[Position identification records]
___

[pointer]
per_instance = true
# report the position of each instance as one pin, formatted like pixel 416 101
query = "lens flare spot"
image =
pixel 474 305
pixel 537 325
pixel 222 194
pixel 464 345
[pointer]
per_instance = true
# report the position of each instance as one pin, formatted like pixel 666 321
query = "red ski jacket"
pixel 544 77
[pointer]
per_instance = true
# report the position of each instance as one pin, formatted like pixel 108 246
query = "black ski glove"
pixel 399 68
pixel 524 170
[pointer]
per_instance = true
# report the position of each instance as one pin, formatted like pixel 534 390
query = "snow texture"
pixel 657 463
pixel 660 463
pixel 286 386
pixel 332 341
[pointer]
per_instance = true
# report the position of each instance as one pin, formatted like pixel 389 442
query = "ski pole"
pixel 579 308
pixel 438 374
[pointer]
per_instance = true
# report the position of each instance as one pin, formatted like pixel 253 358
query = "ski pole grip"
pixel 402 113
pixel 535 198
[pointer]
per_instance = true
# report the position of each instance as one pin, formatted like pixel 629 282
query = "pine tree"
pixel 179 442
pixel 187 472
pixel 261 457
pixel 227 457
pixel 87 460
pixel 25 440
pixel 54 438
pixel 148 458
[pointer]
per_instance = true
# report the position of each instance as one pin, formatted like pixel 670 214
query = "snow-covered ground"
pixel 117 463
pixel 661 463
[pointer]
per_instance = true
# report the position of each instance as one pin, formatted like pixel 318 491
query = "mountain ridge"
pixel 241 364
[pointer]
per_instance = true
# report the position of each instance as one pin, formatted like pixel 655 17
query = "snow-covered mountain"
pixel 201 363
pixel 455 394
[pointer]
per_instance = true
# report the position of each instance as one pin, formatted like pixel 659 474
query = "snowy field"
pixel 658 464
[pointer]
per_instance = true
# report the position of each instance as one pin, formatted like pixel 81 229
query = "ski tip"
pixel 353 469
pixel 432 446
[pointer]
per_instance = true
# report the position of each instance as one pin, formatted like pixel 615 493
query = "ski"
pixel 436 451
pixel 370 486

___

Stated problem: Your task is to print all of the records exactly.

Task result:
[pointer]
per_instance = true
# report the position of each instance as one pin, formatted like pixel 416 101
query = "lens flare spot"
image =
pixel 474 305
pixel 537 325
pixel 222 194
pixel 464 345
[pointer]
per_instance = true
# report the position of each instance as one pin, formatted like pixel 666 321
query = "red ski jacket"
pixel 544 77
[pointer]
per_instance = true
# report the position of each instance as one pin, formatted like pixel 108 246
query = "black ski glove"
pixel 399 68
pixel 524 170
[pointer]
per_instance = true
# report the position of each instance as one pin, formatted like pixel 534 390
query = "snow texture"
pixel 657 463
pixel 660 463
pixel 286 386
pixel 332 341
[pointer]
per_instance = true
# report the position of each instance as one pin, formatted like pixel 389 442
query = "ski pole"
pixel 579 308
pixel 438 374
[pointer]
per_instance = true
# report the position of each instance as one pin, formatted like pixel 253 358
query = "ski pole grip"
pixel 402 113
pixel 535 198
[pointer]
per_instance = true
# report the position of each instance as one pin, formatted like pixel 629 282
query = "pine tree"
pixel 179 442
pixel 187 472
pixel 261 457
pixel 227 457
pixel 87 460
pixel 25 440
pixel 54 438
pixel 148 458
[pointer]
per_instance = true
# report the position of each instance as one pin, formatted like pixel 670 214
query = "snow-covered ground"
pixel 117 463
pixel 661 463
[pointer]
per_instance = true
# report the position of each instance as one pin, formatted like pixel 318 491
query = "mountain ridge"
pixel 241 364
[pointer]
per_instance = true
# report the position of each instance as one pin, formatted like pixel 655 17
query = "snow-covered mountain"
pixel 201 363
pixel 455 394
[pointer]
per_instance = true
# report the position of each instance as one pin, formatted like pixel 659 474
query = "snowy field"
pixel 658 464
[pointer]
per_instance = true
# report the position of each instance as one pin, formatted like pixel 81 229
query = "ski tip"
pixel 353 469
pixel 432 446
[pointer]
per_instance = true
# report the position of each instance as one pin, formatted like pixel 615 493
query = "ski"
pixel 436 451
pixel 370 486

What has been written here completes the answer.